**WHAT TO PRODUCE**
Copy out the whole listing exactly as written, leaving the pictures behind.
==== SUPPLIED MATERIAL ====
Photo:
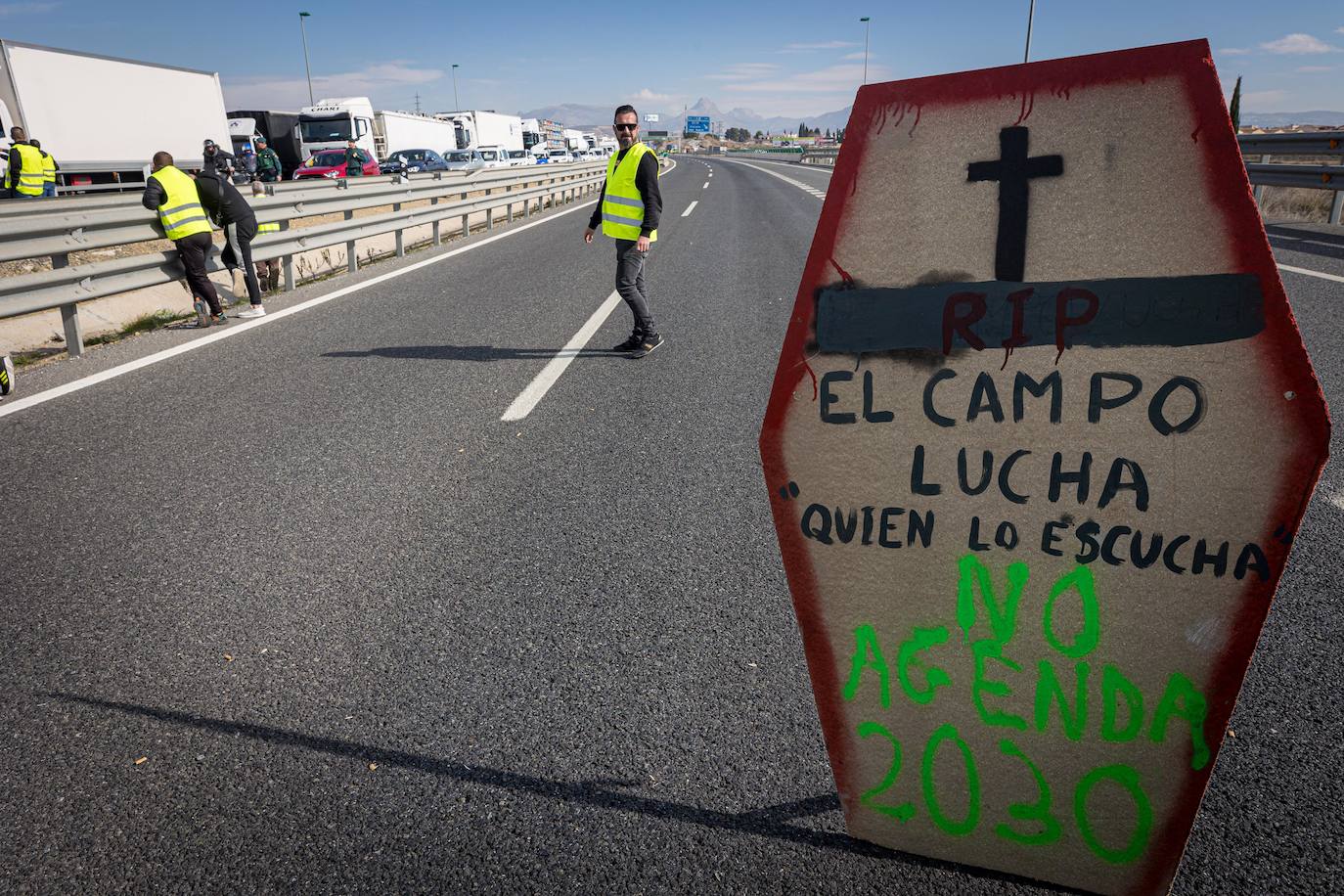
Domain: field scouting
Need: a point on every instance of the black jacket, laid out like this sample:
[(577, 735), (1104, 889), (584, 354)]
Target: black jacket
====
**ANSWER IN FULL**
Photo:
Domain: field scouting
Need: a point on every instance of the black jacket, laid out like this sample:
[(577, 735), (1104, 889), (584, 354)]
Target: black jacket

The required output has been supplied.